## Direction A
Gather every line from the rows below that contains the word "chain".

## Excerpt
○ ○ ○

# Holmes on Homes



## Bill (Jun 17, 2008)

Mike Holmes is cool. I like to watch this program. My problem is he always razz's all the trades. Since this is a plumbing forum I will stick to the plumbing aspect. I just think that all that BS and razzing about how the plumbers screwed up gives HO's the wrong impression. It would not be so bad if he did not word it quite like he does. Makes us sound like idiots all the time.


----------



## threaderman (Jun 17, 2008)

He knows carpentry .I've seen his plumber do illegal tie-ins so I don't watch the guys show.I watch very few for that reason,I see what in my area is illegal and I start to yell at the TV,it's not worth it.Flippers are the worst,make it look pretty by masking larger problems.Gotta go to church now.


----------



## Kyle (Oct 4, 2008)

there are alot of scabby ass plumbers though. so i believe it. i see guys at work everyday do bad stuff for whatever reason.


----------



## Marlin (Aug 14, 2008)

Kyle said:


> there are alot of scabby ass plumbers though. so i believe it. i see guys at work everyday do bad stuff for whatever reason.


Yup, they are everywhere. We have one at our shop, he knows better but just doesn't care.


----------



## Cal (Jun 17, 2008)

Mike is pretty cool ,,,, but SSSOOO COCKY !! Like he is the 
ONLY one that knows anything !

Cal


----------



## gear junkie (Jun 20, 2008)

The guy is living the dream. Try to do construction where you don't have to deal with the customers wants and budget. He gets a screwed up house and gets to fix it the way he wants to without worrying about anything that the rest of us deal with.


----------



## Mike Jessome (Aug 7, 2008)

○ ○ ○

## Recorded information
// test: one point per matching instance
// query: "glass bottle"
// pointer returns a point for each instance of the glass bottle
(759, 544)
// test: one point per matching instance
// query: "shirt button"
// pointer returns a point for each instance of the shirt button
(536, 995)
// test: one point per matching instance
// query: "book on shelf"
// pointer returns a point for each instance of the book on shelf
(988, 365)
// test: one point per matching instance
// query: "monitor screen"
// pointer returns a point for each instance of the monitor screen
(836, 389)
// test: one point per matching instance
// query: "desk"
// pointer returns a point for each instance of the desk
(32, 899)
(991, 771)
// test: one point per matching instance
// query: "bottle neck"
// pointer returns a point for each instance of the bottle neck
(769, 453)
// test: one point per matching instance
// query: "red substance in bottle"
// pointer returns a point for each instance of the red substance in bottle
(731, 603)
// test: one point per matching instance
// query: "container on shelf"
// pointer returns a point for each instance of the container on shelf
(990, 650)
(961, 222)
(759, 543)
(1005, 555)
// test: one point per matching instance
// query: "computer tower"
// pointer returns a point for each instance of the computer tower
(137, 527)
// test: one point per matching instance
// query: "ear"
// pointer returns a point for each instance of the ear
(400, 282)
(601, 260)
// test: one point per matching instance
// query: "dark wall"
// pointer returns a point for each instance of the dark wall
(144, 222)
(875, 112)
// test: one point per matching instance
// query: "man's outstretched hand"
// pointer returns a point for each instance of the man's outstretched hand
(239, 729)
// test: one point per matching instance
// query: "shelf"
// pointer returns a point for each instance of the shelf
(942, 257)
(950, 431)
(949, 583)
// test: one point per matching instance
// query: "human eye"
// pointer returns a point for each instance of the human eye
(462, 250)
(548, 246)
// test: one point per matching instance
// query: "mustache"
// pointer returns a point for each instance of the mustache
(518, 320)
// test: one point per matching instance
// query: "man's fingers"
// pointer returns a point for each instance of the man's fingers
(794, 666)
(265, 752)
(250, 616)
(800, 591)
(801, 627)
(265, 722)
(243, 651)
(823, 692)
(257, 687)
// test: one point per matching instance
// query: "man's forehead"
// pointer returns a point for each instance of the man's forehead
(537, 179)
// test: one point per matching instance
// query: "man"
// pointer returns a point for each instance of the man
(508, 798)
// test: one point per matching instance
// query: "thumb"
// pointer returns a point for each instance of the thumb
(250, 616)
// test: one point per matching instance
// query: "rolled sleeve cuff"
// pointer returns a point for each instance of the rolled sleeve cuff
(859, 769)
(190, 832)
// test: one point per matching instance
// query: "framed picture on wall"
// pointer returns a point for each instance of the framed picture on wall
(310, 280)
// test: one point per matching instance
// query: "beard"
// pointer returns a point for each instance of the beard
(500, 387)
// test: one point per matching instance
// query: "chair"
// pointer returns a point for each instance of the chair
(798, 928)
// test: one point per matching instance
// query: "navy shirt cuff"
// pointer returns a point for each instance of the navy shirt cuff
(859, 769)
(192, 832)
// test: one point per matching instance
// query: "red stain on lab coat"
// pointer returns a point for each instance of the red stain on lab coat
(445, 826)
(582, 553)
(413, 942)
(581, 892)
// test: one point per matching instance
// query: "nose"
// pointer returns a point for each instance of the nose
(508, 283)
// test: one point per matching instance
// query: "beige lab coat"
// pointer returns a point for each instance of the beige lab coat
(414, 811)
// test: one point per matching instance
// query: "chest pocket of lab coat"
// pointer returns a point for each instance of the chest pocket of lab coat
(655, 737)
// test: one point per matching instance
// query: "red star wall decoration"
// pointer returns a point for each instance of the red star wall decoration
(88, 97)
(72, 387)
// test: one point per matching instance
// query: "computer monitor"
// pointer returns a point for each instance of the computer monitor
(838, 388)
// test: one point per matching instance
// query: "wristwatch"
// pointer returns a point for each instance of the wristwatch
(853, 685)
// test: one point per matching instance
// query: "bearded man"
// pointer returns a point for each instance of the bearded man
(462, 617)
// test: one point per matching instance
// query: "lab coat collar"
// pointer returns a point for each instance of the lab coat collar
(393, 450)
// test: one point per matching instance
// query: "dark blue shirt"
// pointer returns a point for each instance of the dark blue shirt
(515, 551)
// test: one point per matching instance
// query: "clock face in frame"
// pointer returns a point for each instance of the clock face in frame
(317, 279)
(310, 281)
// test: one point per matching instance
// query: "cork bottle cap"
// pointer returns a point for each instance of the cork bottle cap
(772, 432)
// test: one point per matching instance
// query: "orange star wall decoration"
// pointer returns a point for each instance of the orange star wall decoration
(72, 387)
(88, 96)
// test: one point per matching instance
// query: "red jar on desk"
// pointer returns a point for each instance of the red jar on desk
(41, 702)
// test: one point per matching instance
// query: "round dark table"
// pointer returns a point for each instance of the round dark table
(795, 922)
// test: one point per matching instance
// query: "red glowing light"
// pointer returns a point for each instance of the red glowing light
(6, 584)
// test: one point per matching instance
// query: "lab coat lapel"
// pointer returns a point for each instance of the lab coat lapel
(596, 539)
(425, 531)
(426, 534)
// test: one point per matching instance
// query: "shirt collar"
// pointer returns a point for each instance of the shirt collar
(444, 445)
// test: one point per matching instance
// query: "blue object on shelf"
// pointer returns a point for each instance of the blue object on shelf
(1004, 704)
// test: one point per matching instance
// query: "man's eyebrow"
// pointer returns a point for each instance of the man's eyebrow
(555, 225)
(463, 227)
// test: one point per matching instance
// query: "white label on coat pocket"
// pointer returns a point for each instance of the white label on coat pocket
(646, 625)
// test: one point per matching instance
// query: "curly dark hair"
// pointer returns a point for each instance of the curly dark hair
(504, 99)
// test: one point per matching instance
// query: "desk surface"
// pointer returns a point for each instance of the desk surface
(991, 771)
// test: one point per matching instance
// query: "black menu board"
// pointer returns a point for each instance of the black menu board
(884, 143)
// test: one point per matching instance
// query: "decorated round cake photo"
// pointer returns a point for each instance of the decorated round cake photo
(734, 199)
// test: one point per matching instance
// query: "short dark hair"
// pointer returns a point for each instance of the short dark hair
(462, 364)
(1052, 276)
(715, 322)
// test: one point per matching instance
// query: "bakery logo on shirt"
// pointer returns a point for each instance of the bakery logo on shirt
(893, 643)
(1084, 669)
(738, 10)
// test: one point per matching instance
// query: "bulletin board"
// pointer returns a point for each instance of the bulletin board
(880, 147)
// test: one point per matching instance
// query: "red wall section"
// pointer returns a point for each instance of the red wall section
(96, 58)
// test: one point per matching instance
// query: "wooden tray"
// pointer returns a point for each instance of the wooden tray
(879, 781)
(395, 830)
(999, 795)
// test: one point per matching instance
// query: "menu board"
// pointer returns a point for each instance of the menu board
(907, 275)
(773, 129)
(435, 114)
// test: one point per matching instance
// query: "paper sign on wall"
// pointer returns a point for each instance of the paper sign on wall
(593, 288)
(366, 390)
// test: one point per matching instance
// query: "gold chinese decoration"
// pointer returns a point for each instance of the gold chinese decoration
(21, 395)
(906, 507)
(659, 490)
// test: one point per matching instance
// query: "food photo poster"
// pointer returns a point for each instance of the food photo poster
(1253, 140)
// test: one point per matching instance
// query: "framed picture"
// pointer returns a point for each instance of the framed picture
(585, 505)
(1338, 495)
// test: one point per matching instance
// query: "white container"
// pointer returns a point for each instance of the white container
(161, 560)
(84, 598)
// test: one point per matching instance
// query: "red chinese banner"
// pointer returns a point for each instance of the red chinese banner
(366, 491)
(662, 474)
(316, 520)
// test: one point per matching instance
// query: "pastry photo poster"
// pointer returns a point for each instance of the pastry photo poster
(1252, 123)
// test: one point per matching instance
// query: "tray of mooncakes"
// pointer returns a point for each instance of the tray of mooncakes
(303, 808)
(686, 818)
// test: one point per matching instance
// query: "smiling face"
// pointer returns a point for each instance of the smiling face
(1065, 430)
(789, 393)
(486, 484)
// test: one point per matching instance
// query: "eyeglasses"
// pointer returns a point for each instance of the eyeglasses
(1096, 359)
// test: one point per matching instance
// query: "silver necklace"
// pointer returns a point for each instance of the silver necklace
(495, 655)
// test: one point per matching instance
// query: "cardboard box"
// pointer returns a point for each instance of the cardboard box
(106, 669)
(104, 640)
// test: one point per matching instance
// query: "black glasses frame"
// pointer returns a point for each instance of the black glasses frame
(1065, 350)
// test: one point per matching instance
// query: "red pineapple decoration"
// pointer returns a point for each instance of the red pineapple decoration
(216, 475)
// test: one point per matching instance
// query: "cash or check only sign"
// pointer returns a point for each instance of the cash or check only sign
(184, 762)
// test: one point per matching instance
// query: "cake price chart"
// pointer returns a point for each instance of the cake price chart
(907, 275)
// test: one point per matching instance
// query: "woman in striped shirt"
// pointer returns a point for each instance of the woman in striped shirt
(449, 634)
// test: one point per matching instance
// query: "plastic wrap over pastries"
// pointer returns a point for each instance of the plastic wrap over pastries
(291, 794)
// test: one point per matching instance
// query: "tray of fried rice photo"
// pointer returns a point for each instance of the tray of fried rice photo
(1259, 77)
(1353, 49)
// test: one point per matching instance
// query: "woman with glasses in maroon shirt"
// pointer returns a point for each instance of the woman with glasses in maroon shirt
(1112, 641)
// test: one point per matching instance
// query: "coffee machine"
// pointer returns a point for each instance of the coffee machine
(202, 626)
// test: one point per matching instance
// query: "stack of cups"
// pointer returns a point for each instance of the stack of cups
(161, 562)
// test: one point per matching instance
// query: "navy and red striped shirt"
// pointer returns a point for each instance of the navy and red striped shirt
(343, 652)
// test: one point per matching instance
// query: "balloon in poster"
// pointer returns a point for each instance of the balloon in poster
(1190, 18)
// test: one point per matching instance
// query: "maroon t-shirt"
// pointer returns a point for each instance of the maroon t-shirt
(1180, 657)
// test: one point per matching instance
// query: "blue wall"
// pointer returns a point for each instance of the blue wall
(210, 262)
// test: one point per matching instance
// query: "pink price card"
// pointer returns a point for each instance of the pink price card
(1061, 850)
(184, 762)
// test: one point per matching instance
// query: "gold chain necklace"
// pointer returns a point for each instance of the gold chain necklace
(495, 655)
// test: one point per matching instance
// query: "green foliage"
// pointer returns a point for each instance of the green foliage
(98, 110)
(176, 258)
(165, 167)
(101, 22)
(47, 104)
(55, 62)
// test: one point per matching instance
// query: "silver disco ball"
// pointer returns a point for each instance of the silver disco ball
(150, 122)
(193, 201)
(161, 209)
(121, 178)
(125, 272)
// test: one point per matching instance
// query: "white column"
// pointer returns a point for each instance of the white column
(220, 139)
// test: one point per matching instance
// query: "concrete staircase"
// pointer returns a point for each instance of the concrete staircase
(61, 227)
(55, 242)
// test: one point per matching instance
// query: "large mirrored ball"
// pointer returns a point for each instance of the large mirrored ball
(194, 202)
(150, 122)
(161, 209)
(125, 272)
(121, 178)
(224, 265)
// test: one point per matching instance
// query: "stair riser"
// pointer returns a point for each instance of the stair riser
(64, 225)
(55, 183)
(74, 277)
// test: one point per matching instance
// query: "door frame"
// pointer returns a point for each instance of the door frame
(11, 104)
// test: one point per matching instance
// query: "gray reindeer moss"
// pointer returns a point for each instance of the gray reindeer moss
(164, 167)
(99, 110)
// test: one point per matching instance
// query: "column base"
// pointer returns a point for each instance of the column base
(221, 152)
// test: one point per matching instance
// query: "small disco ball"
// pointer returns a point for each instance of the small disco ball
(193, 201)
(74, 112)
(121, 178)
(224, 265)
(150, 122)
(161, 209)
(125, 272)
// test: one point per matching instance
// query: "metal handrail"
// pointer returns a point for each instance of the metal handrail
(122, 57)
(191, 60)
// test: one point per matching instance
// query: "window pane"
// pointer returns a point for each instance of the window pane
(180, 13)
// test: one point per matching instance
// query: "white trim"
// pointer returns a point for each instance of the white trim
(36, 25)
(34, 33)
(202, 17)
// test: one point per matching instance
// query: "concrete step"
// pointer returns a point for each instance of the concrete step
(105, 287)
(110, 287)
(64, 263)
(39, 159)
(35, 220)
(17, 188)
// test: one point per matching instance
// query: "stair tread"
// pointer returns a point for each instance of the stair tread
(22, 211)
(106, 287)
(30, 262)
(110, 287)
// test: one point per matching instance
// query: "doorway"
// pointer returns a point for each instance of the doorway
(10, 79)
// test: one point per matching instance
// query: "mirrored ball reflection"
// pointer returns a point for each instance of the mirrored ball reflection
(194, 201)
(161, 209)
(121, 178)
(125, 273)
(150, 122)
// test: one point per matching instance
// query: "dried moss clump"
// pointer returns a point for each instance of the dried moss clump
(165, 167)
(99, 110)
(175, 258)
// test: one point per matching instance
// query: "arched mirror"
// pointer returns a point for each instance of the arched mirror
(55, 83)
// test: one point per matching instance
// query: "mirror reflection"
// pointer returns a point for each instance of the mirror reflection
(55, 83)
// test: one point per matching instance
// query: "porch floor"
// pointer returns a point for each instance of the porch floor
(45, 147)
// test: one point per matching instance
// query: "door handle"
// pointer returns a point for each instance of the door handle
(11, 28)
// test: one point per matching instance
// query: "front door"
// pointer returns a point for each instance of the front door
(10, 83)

○ ○ ○

## Direction B
Please quote the part of the Holmes on Homes thread that opens with the words "## Kyle (Oct" and closes with "(Aug 14, 2008)".

## Finished answer A
// query: "gold chain necklace"
// pointer returns a point for each instance of the gold chain necklace

## Finished answer B
## Kyle (Oct 4, 2008)

there are alot of scabby ass plumbers though. so i believe it. i see guys at work everyday do bad stuff for whatever reason.


----------



## Marlin (Aug 14, 2008)